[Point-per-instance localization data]
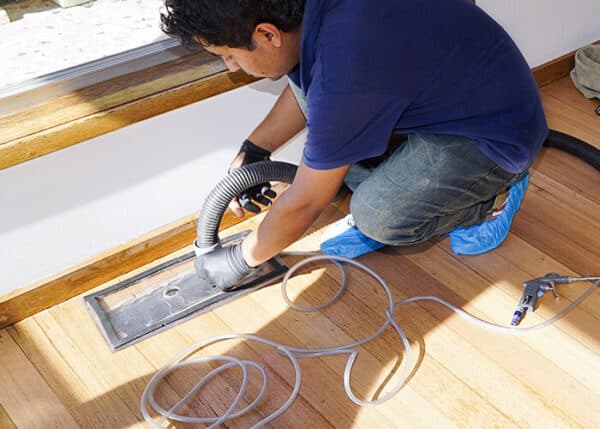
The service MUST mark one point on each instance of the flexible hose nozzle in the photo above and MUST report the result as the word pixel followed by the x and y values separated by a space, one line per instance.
pixel 218 200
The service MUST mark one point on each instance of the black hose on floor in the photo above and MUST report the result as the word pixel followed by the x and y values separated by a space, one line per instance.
pixel 574 146
pixel 241 179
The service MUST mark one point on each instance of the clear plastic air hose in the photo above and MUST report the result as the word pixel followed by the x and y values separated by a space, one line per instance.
pixel 295 353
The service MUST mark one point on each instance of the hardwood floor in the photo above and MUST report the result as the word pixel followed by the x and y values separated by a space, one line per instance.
pixel 57 371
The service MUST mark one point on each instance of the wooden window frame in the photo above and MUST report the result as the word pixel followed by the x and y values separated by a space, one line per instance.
pixel 62 120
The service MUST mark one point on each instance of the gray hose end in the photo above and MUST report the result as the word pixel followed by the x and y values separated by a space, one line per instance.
pixel 201 251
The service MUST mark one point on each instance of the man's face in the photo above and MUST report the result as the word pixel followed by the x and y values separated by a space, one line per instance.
pixel 274 55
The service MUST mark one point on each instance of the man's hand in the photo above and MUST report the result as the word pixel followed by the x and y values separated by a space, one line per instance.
pixel 248 154
pixel 224 267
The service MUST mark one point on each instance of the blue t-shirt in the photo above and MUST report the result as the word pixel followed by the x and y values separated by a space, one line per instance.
pixel 373 68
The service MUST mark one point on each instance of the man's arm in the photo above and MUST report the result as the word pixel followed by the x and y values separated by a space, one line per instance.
pixel 293 213
pixel 283 122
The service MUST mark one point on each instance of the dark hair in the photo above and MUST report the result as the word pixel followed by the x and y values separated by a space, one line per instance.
pixel 228 22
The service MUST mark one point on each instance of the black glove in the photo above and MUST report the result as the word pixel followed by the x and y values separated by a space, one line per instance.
pixel 223 267
pixel 248 154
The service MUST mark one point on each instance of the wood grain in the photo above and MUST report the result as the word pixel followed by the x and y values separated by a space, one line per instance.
pixel 46 140
pixel 25 395
pixel 556 69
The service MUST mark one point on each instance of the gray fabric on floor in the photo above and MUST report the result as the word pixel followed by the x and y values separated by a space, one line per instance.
pixel 586 74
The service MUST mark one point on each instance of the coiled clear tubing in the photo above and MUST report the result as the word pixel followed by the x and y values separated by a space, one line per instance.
pixel 295 353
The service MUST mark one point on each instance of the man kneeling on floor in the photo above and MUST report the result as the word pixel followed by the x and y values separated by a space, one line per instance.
pixel 441 72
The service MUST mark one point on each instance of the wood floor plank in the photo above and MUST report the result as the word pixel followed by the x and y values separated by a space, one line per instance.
pixel 5 420
pixel 563 117
pixel 103 392
pixel 25 395
pixel 570 171
pixel 565 91
pixel 277 367
pixel 458 355
pixel 466 376
pixel 528 363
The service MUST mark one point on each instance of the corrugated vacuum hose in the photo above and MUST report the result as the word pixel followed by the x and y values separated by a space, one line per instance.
pixel 208 224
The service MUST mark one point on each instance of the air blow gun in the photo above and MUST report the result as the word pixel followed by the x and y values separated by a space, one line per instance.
pixel 536 288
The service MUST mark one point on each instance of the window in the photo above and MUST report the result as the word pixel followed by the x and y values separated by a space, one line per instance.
pixel 44 43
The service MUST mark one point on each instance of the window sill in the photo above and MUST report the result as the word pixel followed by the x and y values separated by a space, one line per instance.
pixel 63 120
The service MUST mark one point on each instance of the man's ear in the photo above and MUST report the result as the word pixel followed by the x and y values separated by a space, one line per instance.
pixel 268 33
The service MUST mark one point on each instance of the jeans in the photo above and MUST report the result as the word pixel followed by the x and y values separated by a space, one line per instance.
pixel 430 185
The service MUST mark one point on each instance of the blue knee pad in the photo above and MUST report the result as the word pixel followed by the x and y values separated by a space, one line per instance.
pixel 343 238
pixel 486 236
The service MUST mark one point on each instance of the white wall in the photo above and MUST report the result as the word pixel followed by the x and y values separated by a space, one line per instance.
pixel 547 29
pixel 71 205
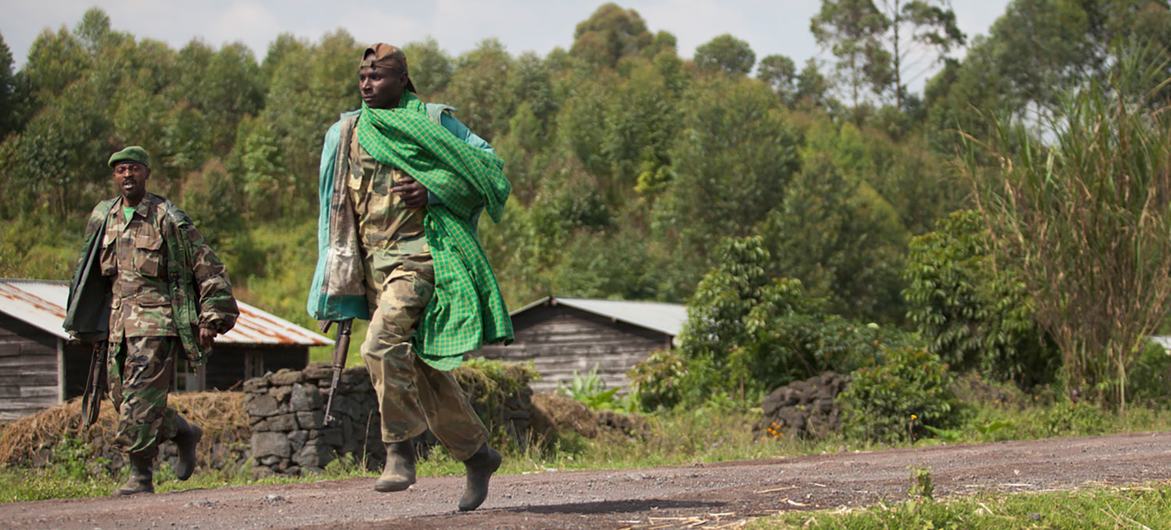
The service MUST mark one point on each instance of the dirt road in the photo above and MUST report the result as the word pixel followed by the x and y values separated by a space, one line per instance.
pixel 714 494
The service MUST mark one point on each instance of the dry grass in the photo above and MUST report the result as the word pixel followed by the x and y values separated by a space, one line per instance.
pixel 31 441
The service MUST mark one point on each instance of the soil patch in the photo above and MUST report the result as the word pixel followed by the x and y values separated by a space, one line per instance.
pixel 680 496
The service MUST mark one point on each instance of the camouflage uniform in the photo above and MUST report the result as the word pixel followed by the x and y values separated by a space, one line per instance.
pixel 399 277
pixel 143 335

EXERCISE PROMPT — The answer should consist only of the lines from the line with "the blue knee" through the last line of the data, repeated exactly; pictures stay out.

SOLVED EXERCISE —
The service MUST mark one point on each instance of the blue knee pad in the photo above and MUST report the result as the word pixel followed by the x and y values separated by a space, one line per instance.
pixel 343 238
pixel 486 236
The service MUST mark one point on each instance of the white wall in the photo above and MUST report the result as the word pixel followed by the x and y values separated by a space, one line per instance.
pixel 547 29
pixel 71 205
The service MUST mark one point on each instance of the dirt road in the photo above and MUST report the result as the word pixel followed by the x and y values separated by a space, one line per instance.
pixel 714 494
The service MUST mark one point on each instance of the dry grass in the photo above and MUST report the result as the word pixel followed by the x and y values separated by a space, one line per instance.
pixel 31 441
The service MUST mark one point on each instance of the soil patch in the photo above and MUST report the result as the word pixel followed by the x and y values separated by a space, one line per instance.
pixel 680 496
The service MUST mark one point on each instance of the camouflage uniform in the photo above and MUST report the result as the word pixel followed by the x and y values separated by a space, one line per instance.
pixel 399 277
pixel 143 335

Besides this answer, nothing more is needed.